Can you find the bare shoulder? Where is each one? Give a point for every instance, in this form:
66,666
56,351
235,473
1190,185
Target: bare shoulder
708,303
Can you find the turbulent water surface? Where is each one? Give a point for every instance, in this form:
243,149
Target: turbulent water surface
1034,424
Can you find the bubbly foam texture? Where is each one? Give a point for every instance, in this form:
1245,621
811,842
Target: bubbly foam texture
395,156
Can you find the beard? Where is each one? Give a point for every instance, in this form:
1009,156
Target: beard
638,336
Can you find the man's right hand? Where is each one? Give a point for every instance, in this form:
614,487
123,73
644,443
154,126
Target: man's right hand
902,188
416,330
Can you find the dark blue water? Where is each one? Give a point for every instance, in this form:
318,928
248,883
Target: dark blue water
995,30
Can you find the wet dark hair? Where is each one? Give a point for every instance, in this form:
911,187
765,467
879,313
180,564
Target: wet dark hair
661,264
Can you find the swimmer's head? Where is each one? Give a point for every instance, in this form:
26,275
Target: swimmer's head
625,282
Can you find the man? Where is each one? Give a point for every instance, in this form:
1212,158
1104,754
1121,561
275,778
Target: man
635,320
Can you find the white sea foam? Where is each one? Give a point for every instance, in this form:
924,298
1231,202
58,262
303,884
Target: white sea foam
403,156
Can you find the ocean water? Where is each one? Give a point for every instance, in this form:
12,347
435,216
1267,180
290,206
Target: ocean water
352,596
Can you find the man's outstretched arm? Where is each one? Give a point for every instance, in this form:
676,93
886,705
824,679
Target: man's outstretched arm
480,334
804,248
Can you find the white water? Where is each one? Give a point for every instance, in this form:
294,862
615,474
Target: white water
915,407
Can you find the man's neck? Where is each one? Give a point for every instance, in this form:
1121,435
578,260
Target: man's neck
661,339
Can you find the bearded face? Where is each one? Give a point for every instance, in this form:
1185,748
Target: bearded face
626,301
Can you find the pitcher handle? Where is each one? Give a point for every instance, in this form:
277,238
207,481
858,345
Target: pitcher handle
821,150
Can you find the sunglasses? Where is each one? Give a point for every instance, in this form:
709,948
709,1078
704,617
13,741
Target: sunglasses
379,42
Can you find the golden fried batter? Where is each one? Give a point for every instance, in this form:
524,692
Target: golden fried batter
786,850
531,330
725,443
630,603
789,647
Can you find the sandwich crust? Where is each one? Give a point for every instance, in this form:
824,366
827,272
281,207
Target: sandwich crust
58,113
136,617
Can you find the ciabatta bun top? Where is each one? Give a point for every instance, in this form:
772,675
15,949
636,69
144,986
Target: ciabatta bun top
--
**Stated goal**
Rewrite the records from the line containing "Can you find the sandwich" through the end of the records as a numbered list, one line per item, including both of those lines and leaving out any blank lines.

**Task output**
1. Can you find the sandwich crust? Where is each one? Give a point for every instance, in this form:
2. 824,366
3. 827,272
4. 281,207
5. Target: sandwich crust
6. 58,113
7. 136,617
8. Can you find the ciabatta bun top? Where is each one? Give a point for every instance, in this form:
9. 772,675
10. 15,949
11. 636,69
12. 144,986
13. Target: ciabatta bun top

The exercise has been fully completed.